Rains, food crisis and a continuing conflict: South Sudan battles with a cholera outbreak

Published: 30 July 2014 12:30 CET

By Henry Makiwa, British Red Cross Society

Alfred Lati Joseph has the butt of his cigarette tightly pinched between his thumb and index finger, his face animated as he makes his point.

“I am young, strong and fit, but what about the babies, the young and the old?” he queries no one in particular. “Cholera will kill them first because there are weaker. This disease is worse than cancer and AIDS combined, because it takes you in a matter of hours. And that is the truth,” says Alfred, who is today donning a T-shirt nestling the image of the messiah with the legend: “I am the Way, the Truth and the Life”.

Tens of villagers from Gurei township on the outskirts of South Sudan’s capital city, Juba, are gathered here to receive life-saving advice from Red Cross volunteers. The good news for Alfred and his community is that the combined efforts of the Red Cross, local authorities, aid agencies and the villagers themselves has seen a sharp drop of cholera cases in the area.

▸ AIM OF THE TASK: Return the cholera article above in full, word for word.

Source data
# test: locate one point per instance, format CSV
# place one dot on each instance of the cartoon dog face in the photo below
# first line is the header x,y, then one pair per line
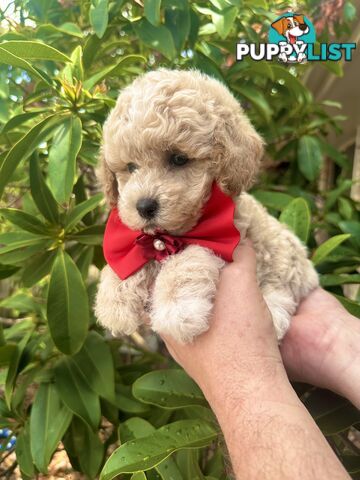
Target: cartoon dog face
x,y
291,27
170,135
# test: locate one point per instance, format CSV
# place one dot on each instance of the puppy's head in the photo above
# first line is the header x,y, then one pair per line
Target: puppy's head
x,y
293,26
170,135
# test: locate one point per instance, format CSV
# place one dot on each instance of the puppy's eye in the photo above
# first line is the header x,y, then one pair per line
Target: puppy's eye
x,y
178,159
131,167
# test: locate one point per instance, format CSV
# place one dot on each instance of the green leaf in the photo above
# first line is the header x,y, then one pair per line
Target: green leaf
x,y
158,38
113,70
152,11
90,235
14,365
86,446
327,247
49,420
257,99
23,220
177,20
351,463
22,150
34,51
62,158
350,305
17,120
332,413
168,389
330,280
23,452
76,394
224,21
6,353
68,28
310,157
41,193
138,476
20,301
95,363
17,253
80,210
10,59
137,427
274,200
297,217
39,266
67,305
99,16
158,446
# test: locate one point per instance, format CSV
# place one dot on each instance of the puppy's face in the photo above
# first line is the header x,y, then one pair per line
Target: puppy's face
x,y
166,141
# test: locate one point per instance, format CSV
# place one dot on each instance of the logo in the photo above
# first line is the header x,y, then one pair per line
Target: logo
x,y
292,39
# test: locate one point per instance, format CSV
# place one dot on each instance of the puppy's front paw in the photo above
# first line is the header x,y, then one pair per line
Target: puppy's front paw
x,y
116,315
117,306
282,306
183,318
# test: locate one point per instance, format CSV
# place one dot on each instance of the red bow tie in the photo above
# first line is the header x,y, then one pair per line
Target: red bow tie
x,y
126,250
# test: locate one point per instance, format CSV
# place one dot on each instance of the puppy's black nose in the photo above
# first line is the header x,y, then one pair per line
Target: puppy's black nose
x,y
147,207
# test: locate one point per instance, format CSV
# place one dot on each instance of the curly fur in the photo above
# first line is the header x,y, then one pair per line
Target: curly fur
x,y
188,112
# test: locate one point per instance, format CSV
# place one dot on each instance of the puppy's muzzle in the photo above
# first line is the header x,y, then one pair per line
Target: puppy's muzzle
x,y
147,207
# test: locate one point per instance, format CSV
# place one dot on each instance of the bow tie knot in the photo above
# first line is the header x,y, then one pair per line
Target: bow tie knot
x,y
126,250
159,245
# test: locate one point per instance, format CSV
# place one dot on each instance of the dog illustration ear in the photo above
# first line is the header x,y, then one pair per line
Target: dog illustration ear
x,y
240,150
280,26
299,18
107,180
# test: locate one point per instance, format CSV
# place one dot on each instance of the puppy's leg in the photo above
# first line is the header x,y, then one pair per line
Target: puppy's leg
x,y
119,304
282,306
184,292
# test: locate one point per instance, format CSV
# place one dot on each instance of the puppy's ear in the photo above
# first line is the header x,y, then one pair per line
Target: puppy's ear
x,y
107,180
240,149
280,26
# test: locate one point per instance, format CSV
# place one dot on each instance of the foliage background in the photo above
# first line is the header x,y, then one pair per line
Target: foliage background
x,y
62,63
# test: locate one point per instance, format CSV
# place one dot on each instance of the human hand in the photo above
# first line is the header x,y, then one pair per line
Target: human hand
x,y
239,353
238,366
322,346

▸ ANSWER TO THIS TASK:
Rains, food crisis and a continuing conflict: South Sudan battles with a cholera outbreak

Published: 30 July 2014 12:30 CET

By Henry Makiwa, British Red Cross Society

Alfred Lati Joseph has the butt of his cigarette tightly pinched between his thumb and index finger, his face animated as he makes his point.

“I am young, strong and fit, but what about the babies, the young and the old?” he queries no one in particular. “Cholera will kill them first because there are weaker. This disease is worse than cancer and AIDS combined, because it takes you in a matter of hours. And that is the truth,” says Alfred, who is today donning a T-shirt nestling the image of the messiah with the legend: “I am the Way, the Truth and the Life”.

Tens of villagers from Gurei township on the outskirts of South Sudan’s capital city, Juba, are gathered here to receive life-saving advice from Red Cross volunteers. The good news for Alfred and his community is that the combined efforts of the Red Cross, local authorities, aid agencies and the villagers themselves has seen a sharp drop of cholera cases in the area.